## Work to complete
The records that follow are to be given again exactly. Do not carry over any image.

Dataset entries
______
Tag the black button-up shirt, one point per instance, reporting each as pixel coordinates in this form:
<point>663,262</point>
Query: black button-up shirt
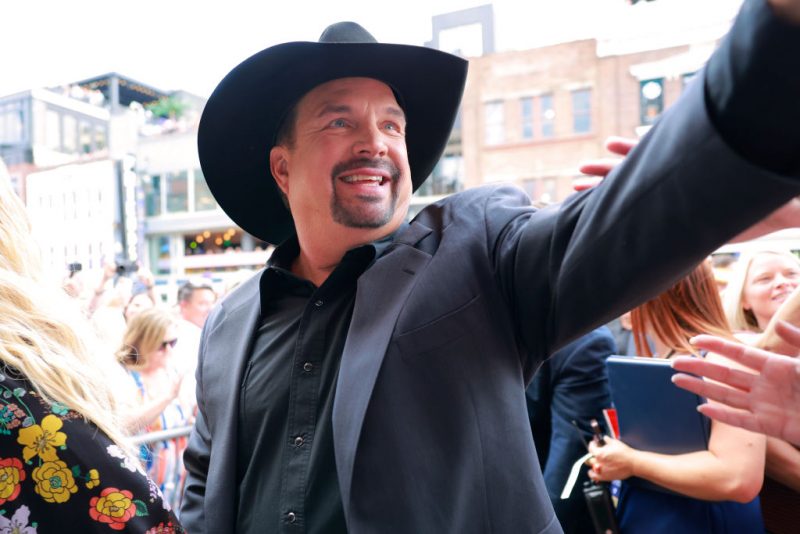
<point>286,467</point>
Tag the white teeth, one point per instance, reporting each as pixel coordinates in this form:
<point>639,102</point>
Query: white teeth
<point>362,178</point>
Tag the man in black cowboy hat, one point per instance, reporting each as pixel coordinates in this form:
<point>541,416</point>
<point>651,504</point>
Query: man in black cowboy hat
<point>372,377</point>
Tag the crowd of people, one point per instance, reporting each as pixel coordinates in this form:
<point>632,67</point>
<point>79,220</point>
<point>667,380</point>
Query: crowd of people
<point>379,374</point>
<point>156,344</point>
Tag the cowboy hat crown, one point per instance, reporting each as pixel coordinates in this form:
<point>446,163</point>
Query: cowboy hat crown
<point>244,113</point>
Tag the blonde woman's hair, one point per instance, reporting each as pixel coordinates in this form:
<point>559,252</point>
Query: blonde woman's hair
<point>739,318</point>
<point>691,307</point>
<point>43,335</point>
<point>143,336</point>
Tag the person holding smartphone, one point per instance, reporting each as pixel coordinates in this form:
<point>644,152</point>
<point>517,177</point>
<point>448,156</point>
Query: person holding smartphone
<point>713,490</point>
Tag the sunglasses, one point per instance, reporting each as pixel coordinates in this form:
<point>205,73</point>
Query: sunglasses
<point>169,342</point>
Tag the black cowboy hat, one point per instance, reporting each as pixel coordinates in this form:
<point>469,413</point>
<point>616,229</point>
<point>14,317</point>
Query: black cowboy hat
<point>245,111</point>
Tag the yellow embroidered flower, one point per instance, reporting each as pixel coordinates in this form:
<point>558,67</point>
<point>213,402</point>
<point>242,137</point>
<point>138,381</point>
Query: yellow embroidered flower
<point>42,440</point>
<point>11,473</point>
<point>115,507</point>
<point>54,481</point>
<point>94,479</point>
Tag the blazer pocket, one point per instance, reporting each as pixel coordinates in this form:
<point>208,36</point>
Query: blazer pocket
<point>438,332</point>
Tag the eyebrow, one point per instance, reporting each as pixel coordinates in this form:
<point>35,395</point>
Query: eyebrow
<point>330,108</point>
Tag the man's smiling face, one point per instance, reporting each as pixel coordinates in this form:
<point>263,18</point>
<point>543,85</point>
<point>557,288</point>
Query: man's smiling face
<point>346,165</point>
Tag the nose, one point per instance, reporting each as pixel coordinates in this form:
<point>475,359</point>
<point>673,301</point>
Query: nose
<point>781,280</point>
<point>370,142</point>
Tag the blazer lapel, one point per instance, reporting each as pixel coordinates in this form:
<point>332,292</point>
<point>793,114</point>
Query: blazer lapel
<point>380,295</point>
<point>222,381</point>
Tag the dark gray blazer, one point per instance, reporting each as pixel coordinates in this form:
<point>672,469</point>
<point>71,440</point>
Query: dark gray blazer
<point>431,431</point>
______
## Result
Tag the black button-up shirt, one point per instance, reporting each as pixel coordinates in this form:
<point>663,262</point>
Query: black button-up shirt
<point>286,467</point>
Tag the white teeth, one point per instance, reporting each as pixel coordinates in this form:
<point>639,102</point>
Query: white teeth
<point>362,178</point>
Tag the man in black cowboy hat, one point per instance, reporting each as pixel coordinates in this form:
<point>541,416</point>
<point>651,504</point>
Query: man in black cowboy hat
<point>372,377</point>
Tag the crowd of people, one point per instance, reporting each as pixel coordinates in this form:
<point>632,67</point>
<point>79,220</point>
<point>667,380</point>
Query: crowd of people
<point>379,374</point>
<point>156,344</point>
Tag the cowboy hat crown, one point per instance, reporting each as pixel coordinates in this form:
<point>446,163</point>
Query: cowboy hat crown
<point>244,113</point>
Tag the blonde woman's hair, one point per instance, reporting each as pixel coordinates in this form:
<point>559,252</point>
Query: blonde woman's hair
<point>739,318</point>
<point>691,307</point>
<point>43,335</point>
<point>143,336</point>
Tag the person holding smartphone, one point per instance, reporting each as pixel coordinates in this form:
<point>644,152</point>
<point>517,177</point>
<point>448,156</point>
Query: person holding smartphone
<point>713,490</point>
Tag the sunglasses, one point per instance, reporting each as pixel coordinates in this form:
<point>205,73</point>
Query: sunglasses
<point>169,342</point>
Tag the black cowboy hat, one point per instance, reporting each as pixel coordinates in this form:
<point>469,413</point>
<point>616,229</point>
<point>14,317</point>
Query: black cowboy hat
<point>245,111</point>
Tag the yellow embroidered flower, one point per instance, reporting each as pixel coordinates in this form:
<point>558,67</point>
<point>213,402</point>
<point>242,137</point>
<point>138,381</point>
Query: yellow embroidered flower
<point>42,440</point>
<point>11,473</point>
<point>115,507</point>
<point>54,481</point>
<point>94,479</point>
Tag the blazer pocket, one point per instance, reporting each as pixel coordinates in this form:
<point>208,36</point>
Query: blazer pocket
<point>438,332</point>
Tag the eyebrow, one point per instance, reporting each as pixel coordinates in this form:
<point>35,395</point>
Query: eyebrow
<point>330,108</point>
Tag the man's smiling face, one point per instance, reporting each as pixel coordinates in this form:
<point>263,18</point>
<point>543,85</point>
<point>557,288</point>
Query: man's smiling face
<point>346,165</point>
Tag the nose, one point per instance, reporting each as pixel coordinates in this form:
<point>475,359</point>
<point>673,301</point>
Query: nose
<point>781,280</point>
<point>370,142</point>
Tag the blazer lapel, one point per instance, reporting each as pixel coordinates in this form:
<point>332,292</point>
<point>793,114</point>
Query: blazer lapel
<point>380,295</point>
<point>222,381</point>
Tag the dark gray blazer, one point per instance, reporting each as pixel coordinates in this form:
<point>672,469</point>
<point>71,440</point>
Query: dark gray blazer
<point>431,431</point>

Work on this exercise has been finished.